▶ [EXERCISE OBJECTIVE]:
A word-for-word copy of the data, with no images, is the required answer.

▶ [TASK INPUT]:
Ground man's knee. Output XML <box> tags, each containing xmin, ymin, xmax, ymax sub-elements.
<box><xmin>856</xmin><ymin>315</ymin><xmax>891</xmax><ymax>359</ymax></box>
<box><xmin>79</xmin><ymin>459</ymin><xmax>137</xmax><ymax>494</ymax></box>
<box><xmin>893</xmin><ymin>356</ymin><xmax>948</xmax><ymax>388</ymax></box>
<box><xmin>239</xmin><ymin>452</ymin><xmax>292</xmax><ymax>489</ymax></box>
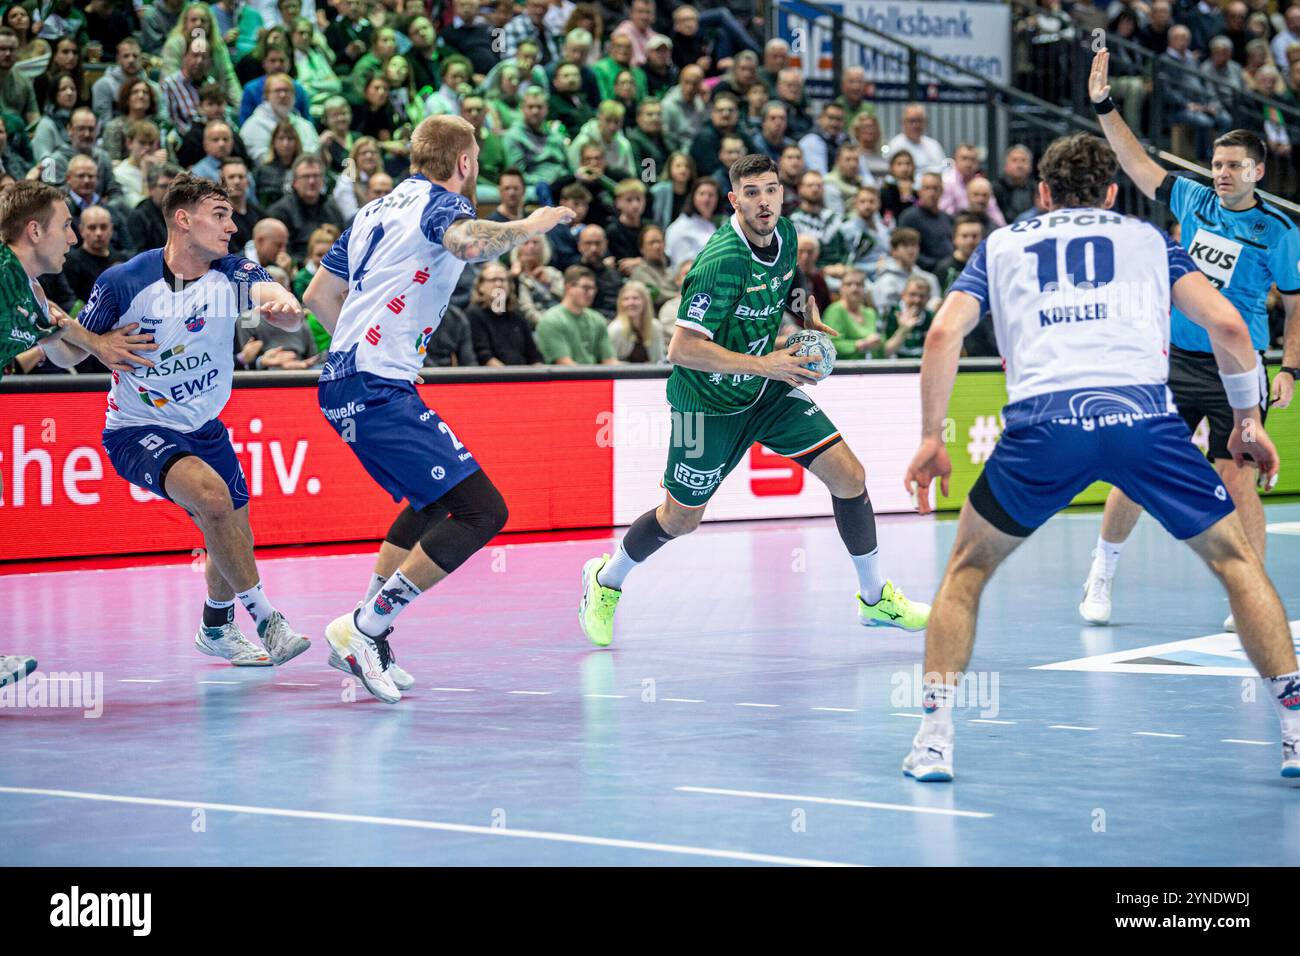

▶ [OUTPUT BELOW]:
Ground man's knee. Output XML <box> tags, each containing xmin, ymin, xmax, ymax sub-elements.
<box><xmin>856</xmin><ymin>315</ymin><xmax>891</xmax><ymax>359</ymax></box>
<box><xmin>79</xmin><ymin>459</ymin><xmax>137</xmax><ymax>494</ymax></box>
<box><xmin>893</xmin><ymin>356</ymin><xmax>948</xmax><ymax>388</ymax></box>
<box><xmin>239</xmin><ymin>452</ymin><xmax>292</xmax><ymax>489</ymax></box>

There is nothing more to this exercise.